:: Your task ::
Copy out all of the material below, changing every "white" to "pale" and keeping everything else the same.

:: Dataset extract ::
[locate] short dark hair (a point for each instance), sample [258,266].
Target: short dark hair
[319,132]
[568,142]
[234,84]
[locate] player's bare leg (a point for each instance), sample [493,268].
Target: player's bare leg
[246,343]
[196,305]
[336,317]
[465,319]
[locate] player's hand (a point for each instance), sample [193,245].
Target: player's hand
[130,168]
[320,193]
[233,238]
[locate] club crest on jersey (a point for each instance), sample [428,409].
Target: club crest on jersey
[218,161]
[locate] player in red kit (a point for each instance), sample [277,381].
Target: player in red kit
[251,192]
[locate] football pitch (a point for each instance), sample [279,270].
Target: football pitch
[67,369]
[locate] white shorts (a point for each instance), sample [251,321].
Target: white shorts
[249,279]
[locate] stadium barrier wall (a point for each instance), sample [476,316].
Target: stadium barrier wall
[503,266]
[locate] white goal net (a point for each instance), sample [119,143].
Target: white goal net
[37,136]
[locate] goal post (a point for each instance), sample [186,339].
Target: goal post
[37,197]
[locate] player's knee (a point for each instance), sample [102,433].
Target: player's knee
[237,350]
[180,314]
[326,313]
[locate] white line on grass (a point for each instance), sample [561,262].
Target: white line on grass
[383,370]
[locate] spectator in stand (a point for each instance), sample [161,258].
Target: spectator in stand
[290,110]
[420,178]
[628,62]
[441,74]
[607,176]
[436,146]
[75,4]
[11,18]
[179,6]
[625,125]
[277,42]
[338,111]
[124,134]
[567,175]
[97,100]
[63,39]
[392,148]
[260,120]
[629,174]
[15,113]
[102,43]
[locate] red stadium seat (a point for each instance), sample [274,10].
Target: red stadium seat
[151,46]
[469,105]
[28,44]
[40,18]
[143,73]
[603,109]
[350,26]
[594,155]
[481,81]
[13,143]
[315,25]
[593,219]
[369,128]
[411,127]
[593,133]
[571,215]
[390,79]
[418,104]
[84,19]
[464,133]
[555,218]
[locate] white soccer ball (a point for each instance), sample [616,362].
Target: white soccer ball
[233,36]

:: Reply to the task ::
[locate] short dark hair (a point for each instance), sample [258,266].
Target: short dark hair
[319,132]
[568,142]
[234,84]
[locate] player's bare leg (a point for each instance), sample [493,268].
Target: player's bare leg
[246,343]
[196,305]
[336,317]
[465,319]
[locate] player's hand (a point for each instance), sample [193,245].
Target: player's hand
[130,168]
[320,193]
[233,238]
[locate] club crest on jersey (a point for each instance), sample [428,409].
Target: club crest on jersey
[218,161]
[locate] player in red kit (a point for each instance), sample [277,381].
Target: player in red kit
[251,192]
[locate] football pitch (a point for each instance), sample [279,270].
Target: football pitch
[67,369]
[locate] pale shorts (a point for each instance), sample [251,321].
Target: pale shorts
[249,279]
[locate] stadium barrier wall (a point for each instance), sample [476,316].
Target: stadium barrier wall
[503,266]
[locate] pale goal net (a point for each instance), sample [119,143].
Target: pale goal net
[37,136]
[locate] goal post (a point for each instance), sample [186,339].
Target: goal post
[37,197]
[locate] player's knee (a point for each instance), sample [102,433].
Target: player's knee
[237,350]
[180,314]
[326,313]
[locate] pale line on grass (a point for each instance), sample [561,262].
Target: pale line on grass
[383,370]
[locate] spectator in stand (a point for each instance), sample [161,258].
Target: spectator in stand
[290,110]
[420,178]
[628,62]
[441,74]
[607,176]
[436,146]
[75,4]
[11,18]
[179,6]
[625,125]
[277,42]
[338,111]
[124,134]
[567,175]
[97,100]
[63,39]
[392,148]
[260,120]
[629,174]
[15,113]
[102,43]
[locate] red stadium seat (a point for each instance), sample [274,10].
Target: red stadium seat
[151,46]
[469,105]
[28,44]
[40,18]
[143,73]
[603,109]
[350,26]
[594,155]
[481,81]
[13,143]
[315,25]
[593,219]
[369,128]
[411,127]
[593,133]
[571,215]
[390,79]
[418,104]
[84,19]
[464,133]
[555,218]
[locate] pale soccer ball (a point for each instance), sample [616,362].
Target: pale soccer ball
[233,36]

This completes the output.